TASK GOAL:
Keep the pictures out and restate every record exactly.

PROVIDED DATA:
** BEGIN **
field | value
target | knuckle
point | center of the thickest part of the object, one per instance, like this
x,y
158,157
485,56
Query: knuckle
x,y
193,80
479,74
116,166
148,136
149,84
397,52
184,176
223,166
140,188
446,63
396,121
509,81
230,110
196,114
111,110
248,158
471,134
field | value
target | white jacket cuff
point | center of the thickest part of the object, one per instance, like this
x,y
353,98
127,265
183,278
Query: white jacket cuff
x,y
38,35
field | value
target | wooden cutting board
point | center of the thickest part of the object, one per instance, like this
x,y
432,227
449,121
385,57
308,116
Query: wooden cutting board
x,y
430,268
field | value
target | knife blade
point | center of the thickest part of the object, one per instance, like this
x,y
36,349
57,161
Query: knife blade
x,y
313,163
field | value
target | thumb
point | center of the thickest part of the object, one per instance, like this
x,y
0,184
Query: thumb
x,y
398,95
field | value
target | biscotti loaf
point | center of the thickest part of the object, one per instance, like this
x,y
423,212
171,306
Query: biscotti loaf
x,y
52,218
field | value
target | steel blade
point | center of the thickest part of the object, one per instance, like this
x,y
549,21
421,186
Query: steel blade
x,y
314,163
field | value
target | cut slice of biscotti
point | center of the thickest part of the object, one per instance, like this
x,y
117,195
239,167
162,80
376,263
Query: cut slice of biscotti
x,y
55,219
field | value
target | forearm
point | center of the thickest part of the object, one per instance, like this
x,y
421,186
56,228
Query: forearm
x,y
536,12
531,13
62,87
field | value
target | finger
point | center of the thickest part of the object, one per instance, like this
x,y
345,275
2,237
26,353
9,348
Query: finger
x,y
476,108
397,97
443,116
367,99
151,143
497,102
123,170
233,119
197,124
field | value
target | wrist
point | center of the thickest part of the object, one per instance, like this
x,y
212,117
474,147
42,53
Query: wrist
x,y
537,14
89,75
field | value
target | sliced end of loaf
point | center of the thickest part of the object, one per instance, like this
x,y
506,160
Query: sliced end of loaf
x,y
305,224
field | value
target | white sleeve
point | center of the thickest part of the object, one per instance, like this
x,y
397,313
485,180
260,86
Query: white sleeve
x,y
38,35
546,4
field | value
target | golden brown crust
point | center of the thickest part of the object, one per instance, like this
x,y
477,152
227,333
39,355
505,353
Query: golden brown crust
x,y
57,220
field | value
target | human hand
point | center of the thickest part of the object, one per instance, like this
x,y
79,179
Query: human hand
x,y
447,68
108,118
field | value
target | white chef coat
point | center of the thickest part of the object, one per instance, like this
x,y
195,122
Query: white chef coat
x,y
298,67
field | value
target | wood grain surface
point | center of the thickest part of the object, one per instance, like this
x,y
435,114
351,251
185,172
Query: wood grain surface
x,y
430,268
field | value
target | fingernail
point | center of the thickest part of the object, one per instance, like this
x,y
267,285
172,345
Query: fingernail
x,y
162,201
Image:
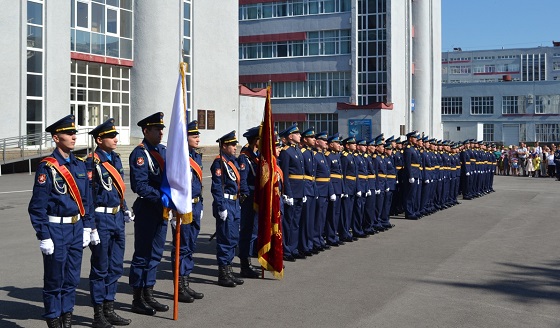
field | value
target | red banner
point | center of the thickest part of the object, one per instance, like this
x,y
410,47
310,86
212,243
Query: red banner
x,y
267,198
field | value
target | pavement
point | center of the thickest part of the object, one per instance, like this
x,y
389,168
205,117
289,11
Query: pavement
x,y
490,262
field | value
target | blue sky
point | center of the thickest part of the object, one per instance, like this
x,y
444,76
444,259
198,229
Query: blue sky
x,y
496,24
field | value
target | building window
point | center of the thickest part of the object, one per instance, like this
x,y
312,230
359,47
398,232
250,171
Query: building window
x,y
549,132
102,28
482,105
488,132
547,104
452,105
513,104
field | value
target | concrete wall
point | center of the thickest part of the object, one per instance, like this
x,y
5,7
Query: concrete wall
x,y
215,65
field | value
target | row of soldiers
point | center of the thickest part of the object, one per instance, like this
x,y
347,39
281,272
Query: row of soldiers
x,y
334,191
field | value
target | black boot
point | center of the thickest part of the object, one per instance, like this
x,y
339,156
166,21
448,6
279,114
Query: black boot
x,y
99,320
223,277
184,297
247,270
190,291
149,298
66,320
139,305
54,323
112,316
236,280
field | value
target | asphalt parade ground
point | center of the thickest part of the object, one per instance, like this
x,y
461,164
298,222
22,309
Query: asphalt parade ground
x,y
490,262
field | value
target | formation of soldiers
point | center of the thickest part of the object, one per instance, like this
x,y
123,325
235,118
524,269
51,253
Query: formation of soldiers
x,y
334,191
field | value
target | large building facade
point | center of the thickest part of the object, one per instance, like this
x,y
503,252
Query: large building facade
x,y
506,96
118,58
356,67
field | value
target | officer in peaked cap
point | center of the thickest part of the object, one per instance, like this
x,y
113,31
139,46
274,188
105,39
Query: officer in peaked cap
x,y
189,232
111,214
60,214
292,166
307,143
147,162
225,208
248,170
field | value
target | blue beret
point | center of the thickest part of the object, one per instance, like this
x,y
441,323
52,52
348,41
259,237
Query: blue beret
x,y
289,130
228,138
65,124
105,128
155,119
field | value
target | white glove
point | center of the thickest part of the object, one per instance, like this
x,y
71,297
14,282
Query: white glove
x,y
46,246
128,216
94,236
87,237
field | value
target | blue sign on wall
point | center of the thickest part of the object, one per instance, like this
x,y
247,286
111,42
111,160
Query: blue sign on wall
x,y
361,129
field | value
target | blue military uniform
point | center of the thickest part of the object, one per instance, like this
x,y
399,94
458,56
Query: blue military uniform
x,y
225,208
189,232
110,206
291,164
333,211
248,161
147,163
59,220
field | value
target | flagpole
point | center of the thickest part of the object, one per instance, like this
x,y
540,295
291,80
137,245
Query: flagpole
x,y
178,218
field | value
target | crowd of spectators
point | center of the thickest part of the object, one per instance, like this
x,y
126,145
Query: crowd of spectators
x,y
535,161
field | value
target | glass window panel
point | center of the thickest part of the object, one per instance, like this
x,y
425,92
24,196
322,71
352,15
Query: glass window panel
x,y
112,26
82,41
97,18
82,15
126,24
112,46
34,61
34,110
34,85
34,13
98,44
34,36
126,48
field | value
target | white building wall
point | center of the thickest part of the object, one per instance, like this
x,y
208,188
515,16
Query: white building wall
x,y
13,67
216,66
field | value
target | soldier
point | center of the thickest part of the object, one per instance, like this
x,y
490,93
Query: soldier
x,y
333,211
111,214
412,176
248,166
60,212
350,174
189,232
305,246
225,207
291,163
325,191
147,162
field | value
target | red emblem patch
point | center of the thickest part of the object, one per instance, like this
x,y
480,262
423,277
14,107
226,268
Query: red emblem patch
x,y
42,178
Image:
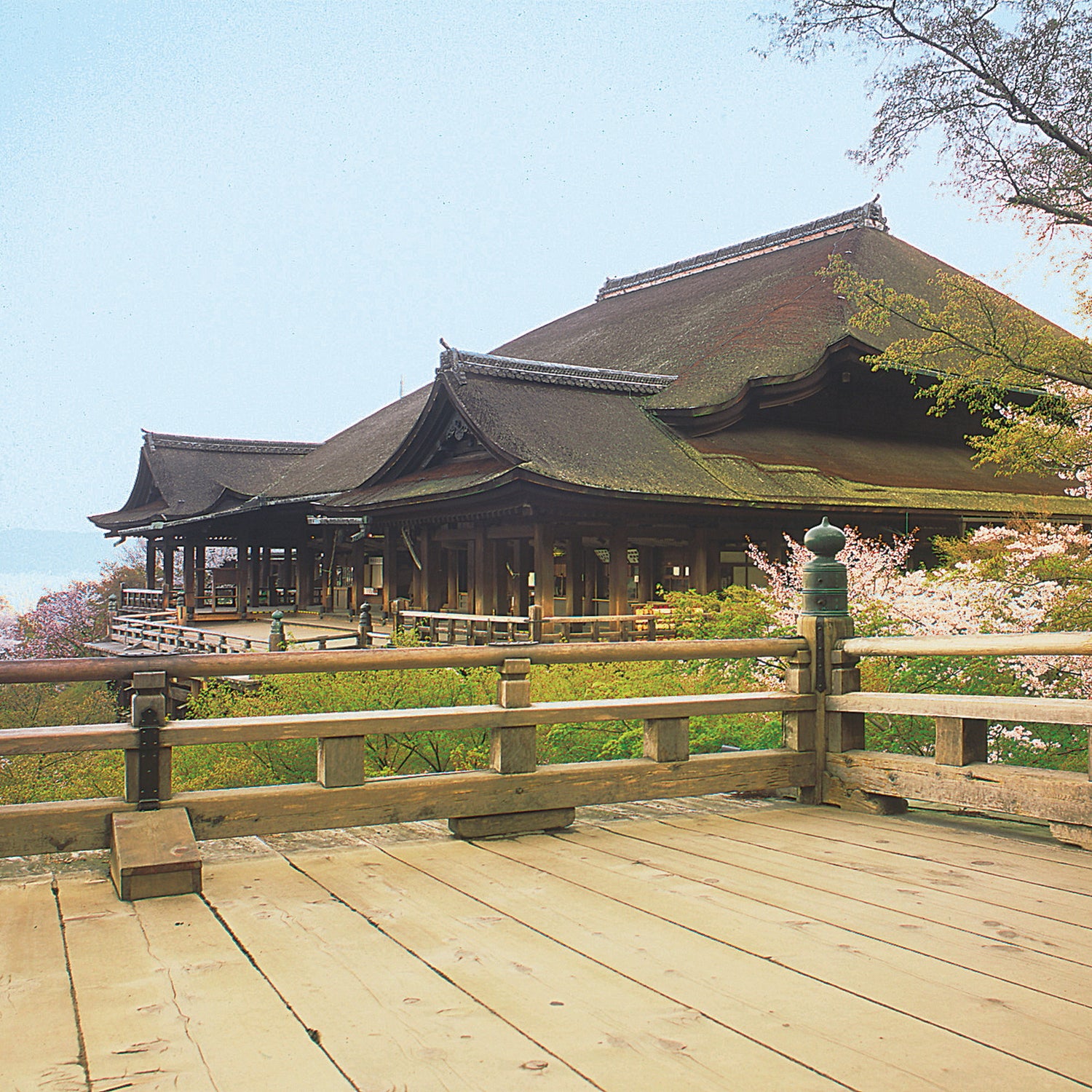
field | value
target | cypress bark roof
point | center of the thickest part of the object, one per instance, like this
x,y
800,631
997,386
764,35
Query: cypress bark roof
** END **
SOLUTION TO THIS TASK:
field | value
target | knuckle
point | center of the thickest part of the object, one per instance, like this
x,y
158,157
485,56
Query: knuckle
x,y
193,80
479,74
116,166
148,136
149,84
397,52
184,176
223,166
140,188
446,63
396,121
509,81
230,110
196,114
111,110
248,158
471,134
field | value
target | white jacket cuff
point | center of the thickest part of the object, one per instance, like this
x,y
353,98
127,265
183,278
Query: white jacket cuff
x,y
38,35
field | value
target | wooden cutting board
point | center of the thickest part of the object, one per instance, like this
x,y
432,227
449,121
385,57
308,116
Query: wooden cutting board
x,y
430,268
field | value
target | knife blade
point | center of the thickest part of the object, one per instance, like this
x,y
36,349
57,161
Query: knife blade
x,y
313,163
field | value
target | thumb
point | center of the thickest part of the object, one per instance, like this
x,y
0,184
Query: thumb
x,y
398,95
field | value
target | biscotti loaf
point | center of the thickest part of the object, one per instance, like this
x,y
423,212
171,306
Query: biscotti loaf
x,y
52,218
field | value
target | steel blade
point | center of the thickest part of the object, one per instance, like this
x,y
549,21
421,186
Query: steel blade
x,y
314,163
field | value
target | cut slice of biscotti
point | center of the thickest part of the object, one per instance, like this
x,y
117,195
239,167
162,80
376,263
Query: cut slice of biscotti
x,y
55,219
field | value
target | forearm
point | center of the thickest part of the object, one per instance, like this
x,y
421,186
56,228
Query: forearm
x,y
536,12
531,13
62,87
field | value
target | finger
point | center of the thickest part of the object, one per instance, like this
x,y
345,275
2,237
26,353
9,348
Query: finger
x,y
476,108
397,97
443,116
367,99
151,143
497,102
123,170
233,119
197,124
field | value
target | wrist
point | center of the thickest part of the object, one per instance, like this
x,y
212,117
474,147
42,53
Query: wrist
x,y
537,14
89,75
field | value
target | sliced end of loaf
point | center of the thickest part of the object, one per instance, like this
x,y
506,160
Query: sliced end of loaf
x,y
305,224
field | value
target | white sleeve
point | center of the thickest part of the object, one per instance, like this
x,y
397,313
485,180
260,86
Query: white sleeve
x,y
38,35
546,4
field | value
target | golden brown crust
point | center of the thickest part of the object, one per instance, like this
x,y
477,152
227,333
39,355
505,353
Query: golden brown crust
x,y
57,220
field | value
target | human hand
point | center of the thickest part of the object, one per instance, like this
x,y
79,179
Query: human hand
x,y
447,68
108,118
field | value
target | white chef coat
point | center of the thickest part of the object, one per instance, like this
x,y
195,122
Query: white chef coat
x,y
298,67
field | value
target | wood grain surface
point | center of the thickest part of the object, one per instance, like this
x,y
435,114
351,251
185,172
Query: wood grain surface
x,y
430,268
field | value
target | fingernail
point | center of the thickest part of the object, one per instance, like this
x,y
267,285
172,345
Query: fingernail
x,y
162,201
Image:
field | value
target | red banner
point | center of the thickest part of the object, one per instance, like this
x,y
410,47
310,86
212,243
Query: red banner
x,y
267,198
field | value
target | pavement
point | center of the thickest part of the object, one per instance, like this
x,y
389,168
205,117
289,11
Query: pavement
x,y
490,262
field | value
target | blue sky
point | center of the thickest part of the object, one per instance, like this
x,y
444,76
444,259
198,229
Query: blue sky
x,y
496,24
field | value
target | building window
point | center of the thickest part of the object, one per instance, like this
x,y
312,230
359,47
398,232
250,171
Query: building window
x,y
549,132
102,28
482,105
488,132
547,104
452,105
513,104
field | value
target | concrete wall
point | center of the thickest part of the object, one per instance, like this
x,y
5,7
Query: concrete wall
x,y
215,65
field | value
target | row of soldiers
point | center of the thickest part of the object, one per instance, like this
x,y
347,39
281,272
Query: row of soldiers
x,y
334,191
field | value
target | black boot
point | center of the thickest part of the object, one per instance, like this
x,y
339,156
166,21
448,6
279,114
Query: black boot
x,y
99,320
223,277
184,297
247,270
190,291
149,298
66,320
139,305
54,323
112,316
236,280
field | value
target | asphalt parade ground
point | center of the thickest part of the object, one per instance, like this
x,y
461,164
298,222
22,309
Query: asphalt parade ground
x,y
490,262
field | value
target | formation of soldiers
point | center of the thickest part of the object, one per instance, like this
x,y
123,325
235,118
524,269
51,253
Query: formation of soldiers
x,y
334,191
field | value
target | large building facade
point | center of the thickest part of the object, one per instance, like this
x,y
503,252
Query: large building facade
x,y
506,96
118,58
356,67
field | value
target | officer in peaked cap
point | center of the thickest part of the object, one per instance, like this
x,y
113,31
139,46
274,188
105,39
Query: officer in peaked cap
x,y
189,232
111,214
60,214
292,166
307,143
147,162
225,208
248,170
field | value
target | blue beret
point | center of the thickest part of the object, one per instance, like this
x,y
441,323
52,52
348,41
259,237
Query: blue beret
x,y
289,130
228,138
65,124
105,128
155,119
field | value
target | white glove
point | center of the thickest part of the object, one per instance, like this
x,y
71,297
14,282
Query: white glove
x,y
46,246
128,216
94,236
87,237
field | value
target | blue sign on wall
point | center of the thickest part of the object, one per instance, like this
x,y
247,286
111,42
111,160
Query: blue sign on wall
x,y
361,129
field | value
target | blue military uniform
point | center of the thickest part of the object, one per instance, like this
x,y
399,94
458,56
Query: blue military uniform
x,y
225,208
189,232
110,206
291,164
333,211
248,161
147,163
59,220
field | value
target | flagpole
point | center of the thickest part of the object, one per instance, like this
x,y
540,295
291,80
137,245
Query: flagpole
x,y
178,218
field | value
target | crowd of spectators
point | center of the thickest part of the object, one per instance, like this
x,y
126,145
Query: crowd of spectators
x,y
535,161
field | value
target | glass window panel
point | center of the thickest part of the object, one per instance, like this
x,y
425,92
24,196
322,71
352,15
Query: glass window panel
x,y
112,26
82,41
97,18
82,15
126,24
112,46
34,61
34,110
34,85
34,13
98,44
34,36
126,48
field | value
target | white building wall
point | center of the thickest part of the object, one per instance, like this
x,y
208,188
515,16
Query: white building wall
x,y
13,67
216,66
field | value
target | soldier
point | center of the thickest part of the object, one per instance, like this
x,y
490,93
Query: soldier
x,y
333,211
111,214
412,176
248,166
60,212
350,174
189,232
305,246
225,207
291,163
325,191
147,162
field | value
target | red emblem patch
point | center of the thickest part of the object, one per instance, like this
x,y
480,262
423,277
14,107
226,268
Query: red emblem patch
x,y
42,178
Image:
field | value
target | cypress bark roof
point | center of the thickest part of the object, one per instance, like this
x,y
800,631
997,386
764,35
Query: cypress bark roof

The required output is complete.